■ TASK GOAL ■
Recast the lines of the listing below, from the line containing "Data-curation step: identify every woman's long" through the line containing "xmin=431 ymin=859 xmax=458 ymax=934", as a Markdown table with two columns, Row and Text. Put a running row number under Row and each line under Text, skipping any blank lines.

■ SUPPLIED DATA ■
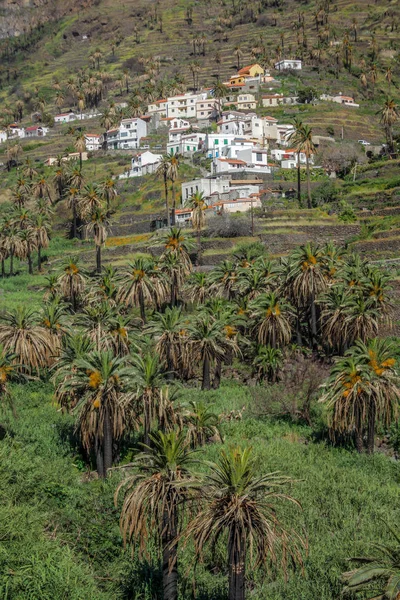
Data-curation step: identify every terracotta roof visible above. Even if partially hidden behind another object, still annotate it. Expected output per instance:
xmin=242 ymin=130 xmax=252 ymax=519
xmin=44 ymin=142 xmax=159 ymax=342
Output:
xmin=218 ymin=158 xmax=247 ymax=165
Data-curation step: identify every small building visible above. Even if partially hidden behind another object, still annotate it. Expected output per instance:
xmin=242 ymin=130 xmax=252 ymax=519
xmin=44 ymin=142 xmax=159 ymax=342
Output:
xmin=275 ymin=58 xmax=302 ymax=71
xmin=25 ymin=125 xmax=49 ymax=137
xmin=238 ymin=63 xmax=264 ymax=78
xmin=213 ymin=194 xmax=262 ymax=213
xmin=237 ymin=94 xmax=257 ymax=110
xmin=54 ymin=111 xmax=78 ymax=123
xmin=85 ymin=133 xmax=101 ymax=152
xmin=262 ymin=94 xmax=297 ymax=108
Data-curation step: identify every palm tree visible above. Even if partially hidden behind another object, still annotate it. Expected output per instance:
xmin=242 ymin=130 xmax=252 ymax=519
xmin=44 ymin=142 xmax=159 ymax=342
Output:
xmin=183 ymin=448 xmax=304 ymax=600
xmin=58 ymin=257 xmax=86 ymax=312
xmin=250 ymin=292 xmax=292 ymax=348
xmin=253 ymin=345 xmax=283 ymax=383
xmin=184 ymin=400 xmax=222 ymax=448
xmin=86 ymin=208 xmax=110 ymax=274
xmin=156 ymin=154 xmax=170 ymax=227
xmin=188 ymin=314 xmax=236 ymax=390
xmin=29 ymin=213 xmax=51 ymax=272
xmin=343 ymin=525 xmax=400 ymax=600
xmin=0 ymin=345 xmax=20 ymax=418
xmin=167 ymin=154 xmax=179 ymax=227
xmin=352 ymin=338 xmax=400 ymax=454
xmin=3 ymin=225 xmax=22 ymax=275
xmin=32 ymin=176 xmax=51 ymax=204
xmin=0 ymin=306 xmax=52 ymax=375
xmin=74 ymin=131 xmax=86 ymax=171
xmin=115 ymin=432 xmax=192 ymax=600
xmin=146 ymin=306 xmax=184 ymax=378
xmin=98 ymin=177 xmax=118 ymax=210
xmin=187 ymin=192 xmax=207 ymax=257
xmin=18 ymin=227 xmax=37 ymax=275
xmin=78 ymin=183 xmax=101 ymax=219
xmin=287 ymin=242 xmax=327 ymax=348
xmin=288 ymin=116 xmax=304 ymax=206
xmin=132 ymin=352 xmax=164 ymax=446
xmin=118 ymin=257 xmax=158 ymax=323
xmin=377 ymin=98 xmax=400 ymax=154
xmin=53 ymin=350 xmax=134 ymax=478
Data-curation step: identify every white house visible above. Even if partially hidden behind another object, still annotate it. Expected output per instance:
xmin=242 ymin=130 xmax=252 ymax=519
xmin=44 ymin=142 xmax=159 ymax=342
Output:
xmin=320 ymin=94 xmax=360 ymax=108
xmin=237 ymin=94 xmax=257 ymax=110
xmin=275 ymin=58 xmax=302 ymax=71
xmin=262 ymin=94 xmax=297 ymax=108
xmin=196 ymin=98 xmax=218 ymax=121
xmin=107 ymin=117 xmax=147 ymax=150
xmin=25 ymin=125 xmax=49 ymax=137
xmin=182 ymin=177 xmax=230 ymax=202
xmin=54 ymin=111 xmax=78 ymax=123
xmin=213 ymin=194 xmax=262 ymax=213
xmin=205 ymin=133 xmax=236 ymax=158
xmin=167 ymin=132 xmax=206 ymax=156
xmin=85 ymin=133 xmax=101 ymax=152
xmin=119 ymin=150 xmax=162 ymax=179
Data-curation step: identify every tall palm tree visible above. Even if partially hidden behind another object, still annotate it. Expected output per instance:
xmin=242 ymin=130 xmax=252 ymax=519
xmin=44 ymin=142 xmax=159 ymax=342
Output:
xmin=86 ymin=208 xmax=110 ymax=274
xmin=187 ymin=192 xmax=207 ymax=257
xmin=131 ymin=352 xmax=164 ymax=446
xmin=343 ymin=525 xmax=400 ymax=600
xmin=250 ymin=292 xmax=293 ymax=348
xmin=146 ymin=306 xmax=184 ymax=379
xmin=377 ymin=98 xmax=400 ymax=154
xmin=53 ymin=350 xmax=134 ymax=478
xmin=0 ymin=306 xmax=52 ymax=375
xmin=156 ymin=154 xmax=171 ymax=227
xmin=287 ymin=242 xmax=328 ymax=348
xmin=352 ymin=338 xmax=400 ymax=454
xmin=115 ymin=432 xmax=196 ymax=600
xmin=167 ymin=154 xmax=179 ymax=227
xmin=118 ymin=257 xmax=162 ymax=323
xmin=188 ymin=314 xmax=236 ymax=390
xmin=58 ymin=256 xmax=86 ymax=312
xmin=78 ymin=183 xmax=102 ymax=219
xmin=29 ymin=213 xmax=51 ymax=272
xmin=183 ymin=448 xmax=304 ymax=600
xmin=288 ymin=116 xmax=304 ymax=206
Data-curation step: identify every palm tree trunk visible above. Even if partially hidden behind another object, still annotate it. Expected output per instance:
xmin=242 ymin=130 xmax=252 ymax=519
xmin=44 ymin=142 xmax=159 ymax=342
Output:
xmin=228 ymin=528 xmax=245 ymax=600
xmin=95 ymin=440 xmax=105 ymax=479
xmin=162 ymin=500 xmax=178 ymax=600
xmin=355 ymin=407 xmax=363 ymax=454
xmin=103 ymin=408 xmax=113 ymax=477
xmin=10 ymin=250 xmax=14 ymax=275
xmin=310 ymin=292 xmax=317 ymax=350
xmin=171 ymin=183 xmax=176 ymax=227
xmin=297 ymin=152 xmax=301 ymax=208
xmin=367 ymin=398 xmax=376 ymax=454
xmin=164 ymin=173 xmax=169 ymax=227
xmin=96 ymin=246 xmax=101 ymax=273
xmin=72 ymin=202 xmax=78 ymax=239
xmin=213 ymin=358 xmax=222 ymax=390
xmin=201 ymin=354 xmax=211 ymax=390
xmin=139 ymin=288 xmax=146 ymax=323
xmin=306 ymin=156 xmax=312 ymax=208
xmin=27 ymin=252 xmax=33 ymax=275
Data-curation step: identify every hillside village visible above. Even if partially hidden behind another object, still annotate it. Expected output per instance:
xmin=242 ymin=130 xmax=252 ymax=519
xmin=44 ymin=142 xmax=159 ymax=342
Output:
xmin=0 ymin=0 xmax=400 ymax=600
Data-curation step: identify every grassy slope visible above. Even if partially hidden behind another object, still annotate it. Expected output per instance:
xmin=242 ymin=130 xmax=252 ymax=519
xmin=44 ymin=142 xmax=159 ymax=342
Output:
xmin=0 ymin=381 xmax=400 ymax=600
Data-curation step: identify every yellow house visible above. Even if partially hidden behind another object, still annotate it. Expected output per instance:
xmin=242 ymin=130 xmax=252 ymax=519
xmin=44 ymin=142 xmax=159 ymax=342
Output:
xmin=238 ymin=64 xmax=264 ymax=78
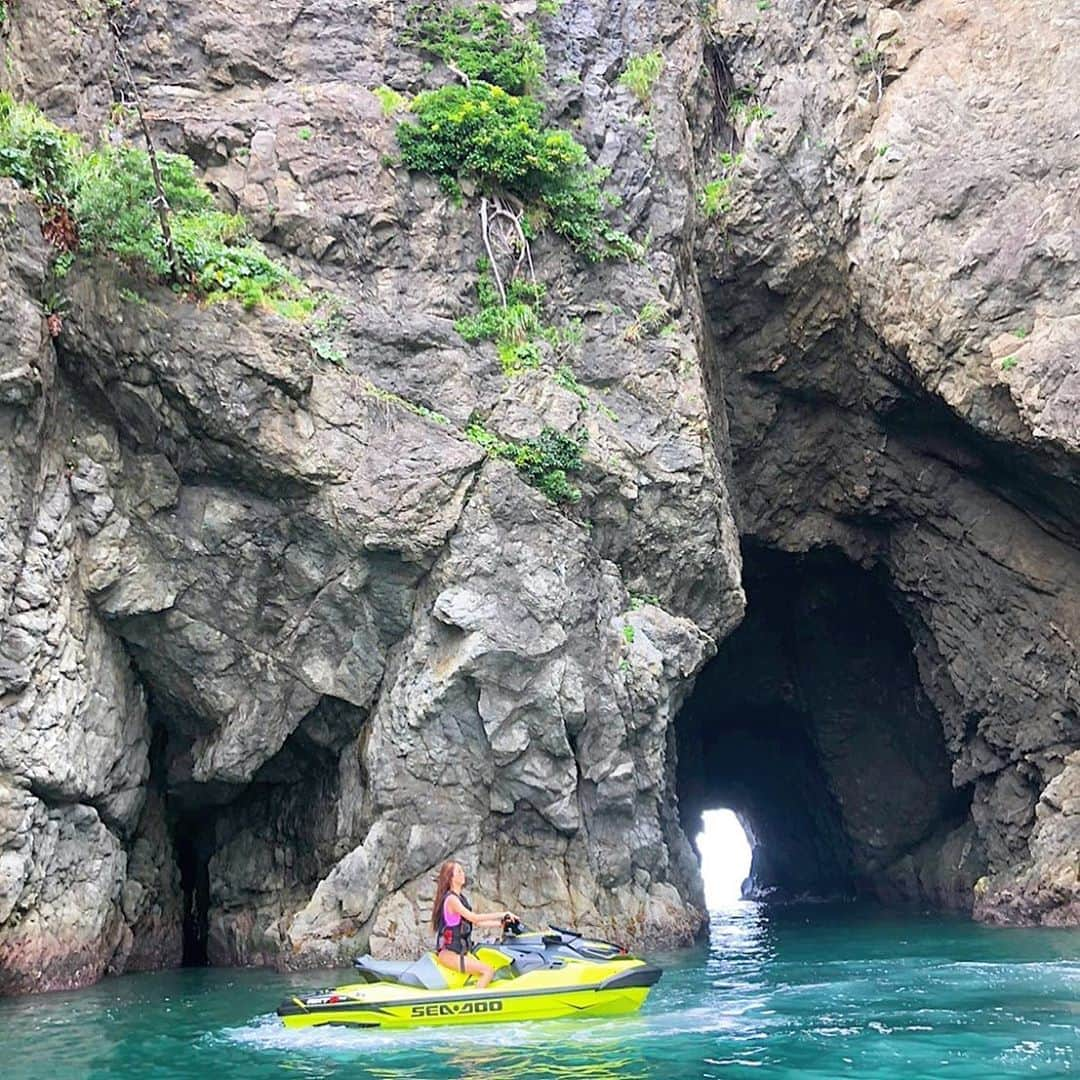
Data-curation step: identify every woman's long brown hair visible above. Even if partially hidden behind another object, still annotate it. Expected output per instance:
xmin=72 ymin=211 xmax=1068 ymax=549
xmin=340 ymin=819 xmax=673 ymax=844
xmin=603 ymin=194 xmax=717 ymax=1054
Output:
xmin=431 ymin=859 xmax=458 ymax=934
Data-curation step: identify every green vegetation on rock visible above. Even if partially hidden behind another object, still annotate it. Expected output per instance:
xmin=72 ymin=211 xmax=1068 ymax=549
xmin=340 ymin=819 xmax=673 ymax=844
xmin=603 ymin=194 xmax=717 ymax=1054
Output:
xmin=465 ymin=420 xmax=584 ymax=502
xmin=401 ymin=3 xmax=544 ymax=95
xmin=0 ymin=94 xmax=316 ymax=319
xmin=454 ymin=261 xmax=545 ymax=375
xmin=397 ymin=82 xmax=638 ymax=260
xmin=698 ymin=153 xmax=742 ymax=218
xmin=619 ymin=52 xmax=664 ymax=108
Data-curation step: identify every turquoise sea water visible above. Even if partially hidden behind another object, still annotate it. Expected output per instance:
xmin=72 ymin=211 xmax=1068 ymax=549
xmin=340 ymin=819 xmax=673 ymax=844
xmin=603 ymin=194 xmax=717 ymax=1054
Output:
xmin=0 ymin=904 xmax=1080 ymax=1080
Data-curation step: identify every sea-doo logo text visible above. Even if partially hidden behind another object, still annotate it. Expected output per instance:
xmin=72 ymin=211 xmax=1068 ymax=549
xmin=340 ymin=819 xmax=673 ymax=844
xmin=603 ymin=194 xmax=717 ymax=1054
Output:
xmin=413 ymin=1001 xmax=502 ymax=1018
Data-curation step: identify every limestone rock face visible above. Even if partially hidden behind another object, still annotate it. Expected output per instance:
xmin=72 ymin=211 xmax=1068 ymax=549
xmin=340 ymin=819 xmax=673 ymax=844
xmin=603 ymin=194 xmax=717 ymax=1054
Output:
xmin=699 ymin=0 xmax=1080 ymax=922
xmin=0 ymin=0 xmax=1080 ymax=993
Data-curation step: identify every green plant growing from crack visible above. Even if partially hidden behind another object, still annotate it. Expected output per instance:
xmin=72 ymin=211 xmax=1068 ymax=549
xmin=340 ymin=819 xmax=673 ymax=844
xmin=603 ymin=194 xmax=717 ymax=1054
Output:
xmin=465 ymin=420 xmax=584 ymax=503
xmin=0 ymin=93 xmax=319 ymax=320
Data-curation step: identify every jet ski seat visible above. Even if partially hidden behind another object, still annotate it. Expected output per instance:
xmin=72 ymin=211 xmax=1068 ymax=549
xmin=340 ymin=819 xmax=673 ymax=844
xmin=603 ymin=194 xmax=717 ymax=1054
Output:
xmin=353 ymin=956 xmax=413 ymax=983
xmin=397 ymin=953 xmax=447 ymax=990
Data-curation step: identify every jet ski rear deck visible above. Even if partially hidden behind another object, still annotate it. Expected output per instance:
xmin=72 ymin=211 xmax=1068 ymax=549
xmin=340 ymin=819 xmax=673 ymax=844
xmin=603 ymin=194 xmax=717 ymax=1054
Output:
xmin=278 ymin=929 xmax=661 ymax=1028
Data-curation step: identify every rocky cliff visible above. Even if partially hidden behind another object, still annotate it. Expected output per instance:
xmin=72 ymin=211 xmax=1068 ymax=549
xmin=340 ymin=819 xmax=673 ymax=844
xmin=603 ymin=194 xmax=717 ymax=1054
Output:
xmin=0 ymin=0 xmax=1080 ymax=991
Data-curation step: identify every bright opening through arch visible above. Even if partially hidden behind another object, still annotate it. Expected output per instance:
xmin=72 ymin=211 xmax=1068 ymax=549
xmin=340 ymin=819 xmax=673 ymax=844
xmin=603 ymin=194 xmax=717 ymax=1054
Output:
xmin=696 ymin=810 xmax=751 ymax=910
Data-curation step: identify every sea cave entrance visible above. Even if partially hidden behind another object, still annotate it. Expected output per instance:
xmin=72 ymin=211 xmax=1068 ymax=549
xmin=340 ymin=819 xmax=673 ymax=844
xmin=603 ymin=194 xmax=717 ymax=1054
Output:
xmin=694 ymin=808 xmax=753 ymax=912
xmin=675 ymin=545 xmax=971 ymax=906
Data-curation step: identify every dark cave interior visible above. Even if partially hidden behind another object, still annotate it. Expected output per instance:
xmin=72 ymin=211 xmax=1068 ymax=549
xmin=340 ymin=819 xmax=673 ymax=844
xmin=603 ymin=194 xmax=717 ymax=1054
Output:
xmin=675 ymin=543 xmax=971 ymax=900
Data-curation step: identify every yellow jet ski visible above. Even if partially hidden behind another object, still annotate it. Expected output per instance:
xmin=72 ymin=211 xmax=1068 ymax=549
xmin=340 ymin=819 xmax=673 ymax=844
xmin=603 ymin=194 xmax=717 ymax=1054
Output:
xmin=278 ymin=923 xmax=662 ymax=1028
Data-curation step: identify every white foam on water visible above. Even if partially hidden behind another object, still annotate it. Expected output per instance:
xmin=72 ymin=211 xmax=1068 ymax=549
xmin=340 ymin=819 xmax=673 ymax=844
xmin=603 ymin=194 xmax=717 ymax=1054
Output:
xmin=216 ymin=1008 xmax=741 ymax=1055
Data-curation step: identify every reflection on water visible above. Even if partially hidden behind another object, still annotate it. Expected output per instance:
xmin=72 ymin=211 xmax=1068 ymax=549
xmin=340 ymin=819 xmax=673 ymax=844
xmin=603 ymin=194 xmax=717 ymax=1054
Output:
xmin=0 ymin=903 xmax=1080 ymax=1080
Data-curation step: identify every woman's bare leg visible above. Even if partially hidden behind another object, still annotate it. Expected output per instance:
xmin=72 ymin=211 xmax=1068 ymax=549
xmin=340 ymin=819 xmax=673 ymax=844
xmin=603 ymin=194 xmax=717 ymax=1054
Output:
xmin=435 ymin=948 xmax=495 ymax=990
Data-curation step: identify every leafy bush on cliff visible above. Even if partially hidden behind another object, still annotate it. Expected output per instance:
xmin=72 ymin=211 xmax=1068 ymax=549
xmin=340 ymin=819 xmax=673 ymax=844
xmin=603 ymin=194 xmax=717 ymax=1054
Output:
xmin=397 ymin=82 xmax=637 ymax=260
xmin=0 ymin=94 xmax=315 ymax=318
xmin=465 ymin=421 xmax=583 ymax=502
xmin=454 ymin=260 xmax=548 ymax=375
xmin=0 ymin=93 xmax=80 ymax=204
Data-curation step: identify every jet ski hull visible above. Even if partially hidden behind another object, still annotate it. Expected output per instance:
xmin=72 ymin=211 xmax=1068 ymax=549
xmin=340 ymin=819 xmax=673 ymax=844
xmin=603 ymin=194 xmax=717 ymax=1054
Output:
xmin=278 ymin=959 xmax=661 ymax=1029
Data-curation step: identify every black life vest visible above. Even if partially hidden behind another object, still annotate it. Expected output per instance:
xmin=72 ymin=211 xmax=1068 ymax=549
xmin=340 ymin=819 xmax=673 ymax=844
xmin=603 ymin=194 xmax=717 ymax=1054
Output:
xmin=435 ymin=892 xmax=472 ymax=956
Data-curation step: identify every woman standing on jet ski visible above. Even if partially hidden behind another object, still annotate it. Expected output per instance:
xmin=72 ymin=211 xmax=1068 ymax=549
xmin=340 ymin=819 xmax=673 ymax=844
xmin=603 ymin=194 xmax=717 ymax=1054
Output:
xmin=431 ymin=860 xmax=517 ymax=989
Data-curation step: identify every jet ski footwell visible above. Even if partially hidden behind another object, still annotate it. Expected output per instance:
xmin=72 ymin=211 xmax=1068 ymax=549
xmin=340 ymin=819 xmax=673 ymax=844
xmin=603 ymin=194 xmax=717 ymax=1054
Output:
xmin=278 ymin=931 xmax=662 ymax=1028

■ COMPLETED EXERCISE ■
| Row | Text |
|---|---|
| 1 | Data-curation step: identify every woman's long brown hair visible above. Even if partially hidden behind another object, still annotate it. Expected output per instance: |
| 2 | xmin=72 ymin=211 xmax=1068 ymax=549 |
| 3 | xmin=340 ymin=819 xmax=673 ymax=844 |
| 4 | xmin=603 ymin=194 xmax=717 ymax=1054 |
| 5 | Output: |
| 6 | xmin=431 ymin=859 xmax=458 ymax=934 |